## [DOCUMENT EXCERPT]
╭──

In addition, models developed for a particular catchment cannot be applied directly to another due to variations in catchment characteristics, land use/cover, soil, geology, and climatic conditions. The development of transferable models that can account for specific variations in catchment while taking general patterns would be valuable for the management of water resources on a larger scale [
24]. On the other hand, capturing the characteristics related to human activities, such as agricultural practices, urbanization, and industrial activities, has a significant impact on water quality. Incorporating socio-economic factors into machine learning models can improve their predictive power and enable more comprehensive water quality assessments. However, the integration of socio-economic data and understanding the complex interactions between human activity and water quality present challenges that must be addressed.
It should be noted that the need for greater ambiguity and transparency in machine learning models can limit the adoption and acceptance of these models by policymakers and stakeholders [
25]. The development of logical machine learning techniques that provide insights into the model decision-making process and highlight the most influential catch characteristics would improve the reliability and usability of predictive models.
Addressing these gaps requires interdisciplinary collaborations among hydrologists, ecologists, data scientists, policymakers, and other relevant stakeholders. Furthermore, focusing on data-driven approaches, data-sharing initiatives, and advances in computational methods will be critical to advancing the field and harnessing the full potential of machine learning in predicting river water quality based on catchment characteristics. In the study, we intend to investigate how we can address spatial variations in the characteristics of the catchment to explain river water quality using machine learning techniques.
This paper explores the relationship between catchment attributes and in-stream water quality parameters using machine learning methods. It evaluates model accuracy with RMSE, MAE, R, and MAPE, identifies optimal models for 11 parameters, and determines significant influencing variables.
The predictive models developed for each water parameter demonstrate strong performance in most cases. The significant variables identified provide insights into the key factors influencing water quality in the studied catchment. This research, therefore, serves as a catalyst for fostering a nuanced and effective approach to water resource management, underpinned by the empirical foundation laid by the predictive models and the discerned influential variables. As a result, the integration of these findings into decision-making processes holds the potential to optimize resource allocation, mitigate environmental impacts, and ultimately contribute to the overarching goal of achieving sustainable and resilient water ecosystems. The study highlights the potential of artificial intelligence for quick and accurate water quality assessment, tailored to watershed attributes.
2. Materials and Methods
To establish relationships between the catchment attributes and water quality parameters, machine learning methods were employed. Multiple algorithms, such as regression trees, TreeBagger, Random Forests, and Gaussian process regression (GPR) models, were applied to construct predictive models for each water quality parameter.
2.1. Regression Tree Models
The fundamental concept behind regression trees is to partition the input space into distinct regions and assign predictive values to these regions. This segmentation enables the model to make predictions based on the most relevant conditions and characteristics of the data. A regression tree (RT) is a simple and comprehensible machine learning model applicable to both regression and classification problems. It follows a tree-like structure composed of nodes and branches (
Figure 1).

╰──

## [STORED DATA]
╭──

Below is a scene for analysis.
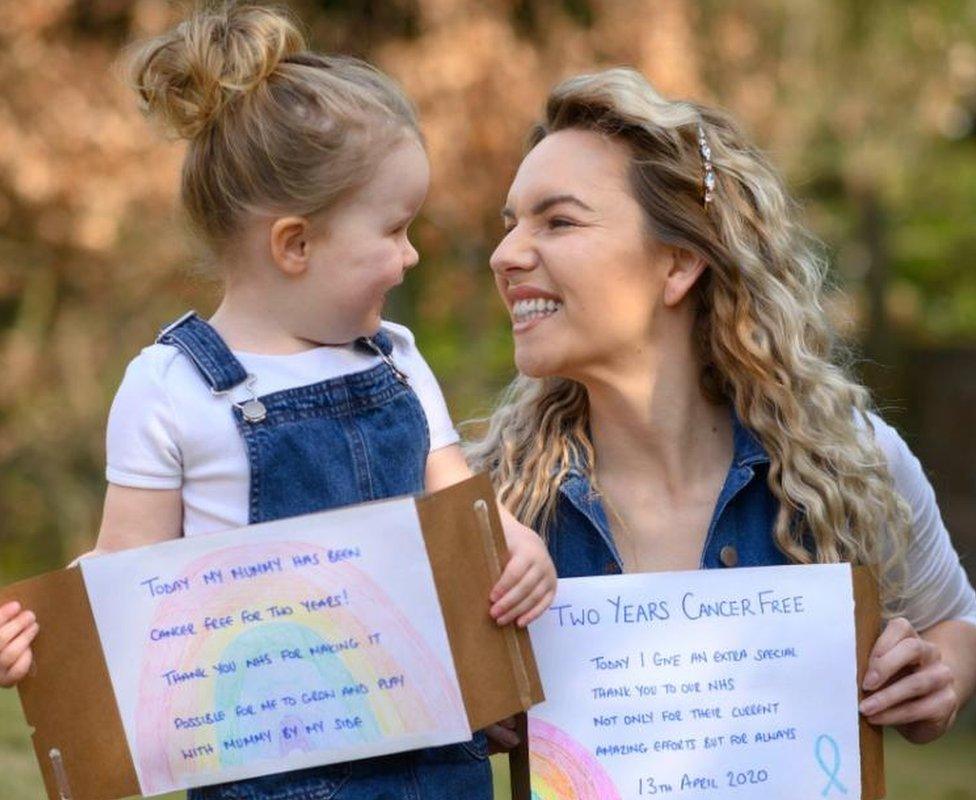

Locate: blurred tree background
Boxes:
[0,0,976,582]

╰──

## [WHAT YOU HAVE TO DO]
Repeat word for word the part of the excerpt on river water quality that opens with the words containing "2. Materials and" and closes with "water quality parameter.". The listing has no connection to the excerpt on river water quality.

## [SOLUTION TO THE PROBLEM]
2. Materials and Methods
To establish relationships between the catchment attributes and water quality parameters, machine learning methods were employed. Multiple algorithms, such as regression trees, TreeBagger, Random Forests, and Gaussian process regression (GPR) models, were applied to construct predictive models for each water quality parameter.